Work instruction: Copy out each line below exactly as written.

Provided records Start Marker

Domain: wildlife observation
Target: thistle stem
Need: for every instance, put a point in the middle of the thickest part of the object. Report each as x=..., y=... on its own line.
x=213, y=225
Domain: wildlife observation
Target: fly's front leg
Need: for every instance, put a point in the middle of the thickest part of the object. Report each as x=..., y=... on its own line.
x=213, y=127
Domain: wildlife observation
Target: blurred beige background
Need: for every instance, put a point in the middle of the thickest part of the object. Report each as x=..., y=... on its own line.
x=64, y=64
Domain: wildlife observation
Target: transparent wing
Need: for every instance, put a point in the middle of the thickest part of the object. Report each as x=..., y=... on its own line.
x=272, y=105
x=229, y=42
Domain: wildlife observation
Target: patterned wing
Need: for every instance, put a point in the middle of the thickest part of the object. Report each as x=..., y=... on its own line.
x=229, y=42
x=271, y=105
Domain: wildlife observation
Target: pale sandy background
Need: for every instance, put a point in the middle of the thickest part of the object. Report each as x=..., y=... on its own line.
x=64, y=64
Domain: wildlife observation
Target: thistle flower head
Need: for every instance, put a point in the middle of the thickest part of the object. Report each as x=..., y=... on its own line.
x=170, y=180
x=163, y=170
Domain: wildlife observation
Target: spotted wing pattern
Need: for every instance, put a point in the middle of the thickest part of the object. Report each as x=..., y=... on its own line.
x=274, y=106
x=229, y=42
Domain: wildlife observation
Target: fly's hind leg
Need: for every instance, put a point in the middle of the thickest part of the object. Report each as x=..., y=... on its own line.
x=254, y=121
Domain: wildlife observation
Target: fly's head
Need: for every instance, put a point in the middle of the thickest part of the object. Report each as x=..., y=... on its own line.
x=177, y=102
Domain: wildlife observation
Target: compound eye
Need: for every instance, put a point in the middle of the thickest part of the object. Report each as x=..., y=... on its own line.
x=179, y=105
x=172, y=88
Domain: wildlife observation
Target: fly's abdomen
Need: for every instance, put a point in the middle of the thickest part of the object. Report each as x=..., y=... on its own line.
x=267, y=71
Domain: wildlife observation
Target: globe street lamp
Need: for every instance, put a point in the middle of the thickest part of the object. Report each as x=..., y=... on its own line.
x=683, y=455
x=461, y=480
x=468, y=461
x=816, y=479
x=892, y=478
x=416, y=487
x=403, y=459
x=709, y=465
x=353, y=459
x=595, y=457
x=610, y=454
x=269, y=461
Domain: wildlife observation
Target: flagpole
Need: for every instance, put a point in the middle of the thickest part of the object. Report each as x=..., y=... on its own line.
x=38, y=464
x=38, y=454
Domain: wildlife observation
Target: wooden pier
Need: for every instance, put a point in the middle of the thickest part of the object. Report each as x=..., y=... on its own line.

Provided records End Marker

Answer section:
Domain: wildlife observation
Target: thistle stem
Need: for every instance, put a point in the middle of the thickest part of the object. Report each as x=..., y=... on its own line.
x=213, y=225
Domain: wildlife observation
Target: fly's front leg
Need: for every instance, put a point in the middle of the thickest part of the object. Report each as x=..., y=... on its own line.
x=213, y=127
Domain: wildlife observation
Target: blurred beige background
Need: for every instance, put a point in the middle of the thickest part of the object. Report each as x=..., y=... on its own line.
x=64, y=64
Domain: wildlife observation
Target: transparent wing
Need: for every instance, put a point in the middle of the thickest part of the object. Report each as x=..., y=... on its own line.
x=272, y=105
x=229, y=42
Domain: wildlife observation
Target: patterned wing
Need: for every instance, put a point in the middle of the thickest part of the object. Report each as x=..., y=... on its own line.
x=229, y=42
x=271, y=105
Domain: wildlife observation
Target: pale sandy background
Need: for every instance, put a point in the middle of the thickest part of the object. Report each as x=..., y=... on its own line.
x=64, y=64
Domain: wildlife observation
Target: thistle flower head
Need: for every instance, put a point in the middle of the thickest part of the object. Report each as x=..., y=... on its own line.
x=170, y=180
x=163, y=170
Domain: wildlife observation
Target: spotted wing pattern
Need: for every instance, put a point in the middle of the thickest part of the object. Report each as x=..., y=... on its own line.
x=274, y=106
x=229, y=42
Domain: wildlife observation
Target: fly's hind leg
Need: for every instance, put a point in the middle of the thickest part of the object. Report each as x=..., y=... on its own line.
x=254, y=121
Domain: wildlife observation
Target: fly's head
Need: for every instance, put a point in the middle of the thickest part of the object. Report each as x=..., y=... on its own line.
x=177, y=102
Domain: wildlife observation
Target: compound eye
Need: for every instance, put a point in the middle of the thickest part of the object. Report each as x=..., y=... on its own line.
x=179, y=105
x=172, y=88
Domain: wildlife observation
Target: fly's abdomen
Need: for every instance, put a point in the middle of the thickest part of the object. Report each as x=..., y=... on its own line.
x=267, y=71
Domain: wildlife observation
Target: globe street lamp
Need: for every instance, put a point in the middle of the thickest part of the object. Report each as x=..., y=... on its own line.
x=683, y=455
x=461, y=480
x=468, y=461
x=816, y=479
x=892, y=478
x=416, y=487
x=403, y=459
x=709, y=465
x=353, y=459
x=595, y=457
x=610, y=454
x=269, y=461
Domain: wildlife observation
Target: flagpole
Need: for every instance, put a point in the middle of the thickest part of the object. Report each as x=..., y=... on its own line.
x=38, y=464
x=38, y=454
Domain: wildlife observation
Target: wooden pier
Need: for every instance, put a point in the middle of the thickest part of the object. Report each as x=..., y=... on its own line.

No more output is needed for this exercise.